## The input:
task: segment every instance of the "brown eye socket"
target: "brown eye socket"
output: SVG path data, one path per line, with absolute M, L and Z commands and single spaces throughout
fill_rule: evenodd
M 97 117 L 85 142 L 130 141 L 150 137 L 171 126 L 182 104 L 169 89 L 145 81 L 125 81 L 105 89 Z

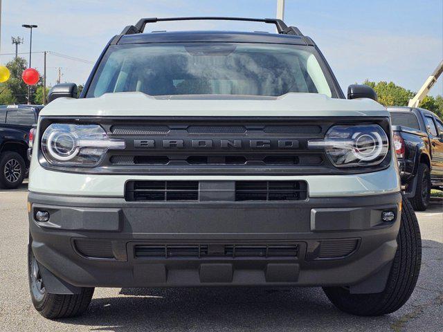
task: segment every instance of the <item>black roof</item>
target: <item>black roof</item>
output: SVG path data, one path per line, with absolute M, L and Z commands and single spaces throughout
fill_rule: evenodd
M 272 43 L 292 45 L 306 45 L 305 39 L 300 36 L 266 33 L 244 33 L 235 31 L 174 31 L 125 35 L 119 44 L 186 42 L 225 42 L 233 43 Z
M 188 20 L 226 20 L 262 22 L 264 24 L 275 25 L 278 33 L 233 31 L 159 31 L 144 33 L 145 27 L 147 24 L 159 21 Z M 312 39 L 309 37 L 304 36 L 298 28 L 295 26 L 287 26 L 284 22 L 280 19 L 218 17 L 160 19 L 152 17 L 141 19 L 135 25 L 128 26 L 125 28 L 120 35 L 113 39 L 111 44 L 121 44 L 183 42 L 259 42 L 288 44 L 293 45 L 315 45 Z

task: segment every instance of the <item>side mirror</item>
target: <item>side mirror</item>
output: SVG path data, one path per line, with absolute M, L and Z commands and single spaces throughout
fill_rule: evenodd
M 347 88 L 347 99 L 356 98 L 369 98 L 377 101 L 374 89 L 364 84 L 351 84 Z
M 61 97 L 76 98 L 77 85 L 74 83 L 62 83 L 55 85 L 49 90 L 49 93 L 48 93 L 48 102 L 51 102 Z

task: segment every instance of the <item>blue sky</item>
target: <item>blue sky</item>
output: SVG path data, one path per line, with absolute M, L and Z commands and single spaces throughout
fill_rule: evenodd
M 3 0 L 1 50 L 13 53 L 11 36 L 22 36 L 25 43 L 19 51 L 27 52 L 28 30 L 21 24 L 34 24 L 39 28 L 33 50 L 93 62 L 114 35 L 141 17 L 273 17 L 275 9 L 276 0 Z M 287 0 L 284 21 L 314 39 L 344 91 L 366 78 L 417 91 L 443 58 L 443 0 Z M 272 31 L 266 25 L 229 21 L 159 24 L 152 29 Z M 12 57 L 1 55 L 0 61 Z M 42 54 L 33 56 L 33 65 L 43 71 Z M 62 81 L 82 84 L 92 64 L 50 54 L 51 84 L 58 67 Z M 443 77 L 439 81 L 431 95 L 443 94 Z

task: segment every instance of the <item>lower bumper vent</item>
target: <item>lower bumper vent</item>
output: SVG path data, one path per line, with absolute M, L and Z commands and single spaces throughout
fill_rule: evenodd
M 299 201 L 306 199 L 305 181 L 237 181 L 235 201 Z
M 74 240 L 74 246 L 80 254 L 88 258 L 115 258 L 110 241 L 79 239 Z
M 347 256 L 356 249 L 358 242 L 355 239 L 322 241 L 318 258 L 337 258 Z
M 127 201 L 198 201 L 198 181 L 129 181 Z
M 298 255 L 298 245 L 136 245 L 136 258 L 242 258 L 280 257 L 293 259 Z

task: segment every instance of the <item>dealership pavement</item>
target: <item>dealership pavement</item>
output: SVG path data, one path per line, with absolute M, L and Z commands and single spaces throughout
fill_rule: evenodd
M 320 288 L 98 288 L 82 317 L 45 320 L 26 275 L 26 187 L 0 191 L 0 331 L 443 331 L 443 203 L 418 213 L 422 273 L 412 297 L 379 317 L 343 313 Z

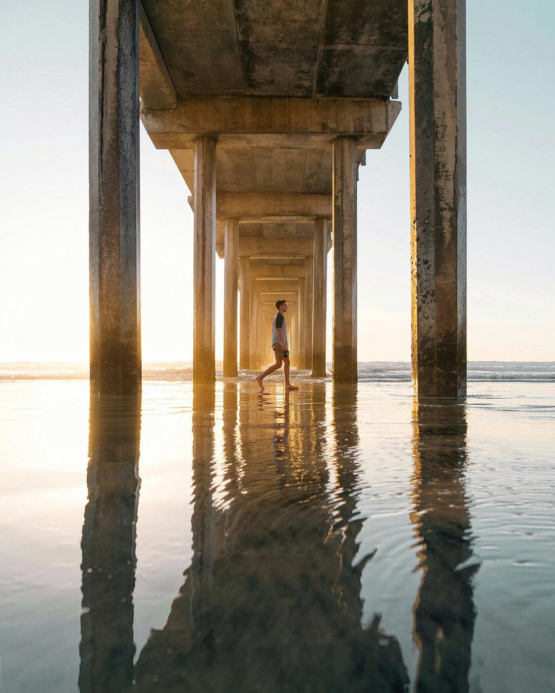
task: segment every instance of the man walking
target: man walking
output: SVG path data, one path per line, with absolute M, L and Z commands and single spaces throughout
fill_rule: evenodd
M 298 389 L 296 385 L 292 385 L 289 380 L 289 368 L 291 367 L 291 360 L 289 359 L 289 346 L 287 342 L 287 324 L 285 322 L 285 313 L 287 312 L 287 301 L 276 301 L 275 307 L 278 313 L 272 323 L 272 341 L 271 347 L 275 354 L 275 363 L 266 368 L 264 373 L 257 376 L 255 380 L 258 383 L 260 392 L 264 392 L 264 386 L 262 380 L 271 373 L 277 371 L 282 367 L 283 364 L 283 374 L 285 378 L 285 389 Z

## Your instructions:
Quote word for word the lines that open with the first line and close with the line containing "M 188 20 L 226", both included, leaving out the pictures.

## Full output:
task: segment every instance of the "brown eye socket"
target: "brown eye socket"
output: SVG path data, one path per line, with absolute M, L and Z commands and single spaces throughout
fill_rule: evenodd
M 97 117 L 85 142 L 130 141 L 150 137 L 171 126 L 182 104 L 169 89 L 145 81 L 125 81 L 105 89 Z

task: segment every instance of the <item>black roof</item>
target: <item>black roof</item>
output: SVG path data, one path per line, with absolute M, L and Z commands and single spaces throughout
fill_rule: evenodd
M 272 43 L 292 45 L 306 45 L 305 39 L 300 36 L 266 33 L 244 33 L 235 31 L 174 31 L 125 35 L 119 44 L 186 42 L 225 42 L 233 43 Z
M 188 20 L 226 20 L 262 22 L 264 24 L 275 25 L 278 33 L 233 31 L 159 31 L 144 33 L 145 27 L 147 24 L 159 21 Z M 312 39 L 309 37 L 304 36 L 298 28 L 295 26 L 287 26 L 284 22 L 280 19 L 218 17 L 160 19 L 152 17 L 141 19 L 135 25 L 128 26 L 125 28 L 120 35 L 113 39 L 111 44 L 121 44 L 183 42 L 259 42 L 288 44 L 293 45 L 315 45 Z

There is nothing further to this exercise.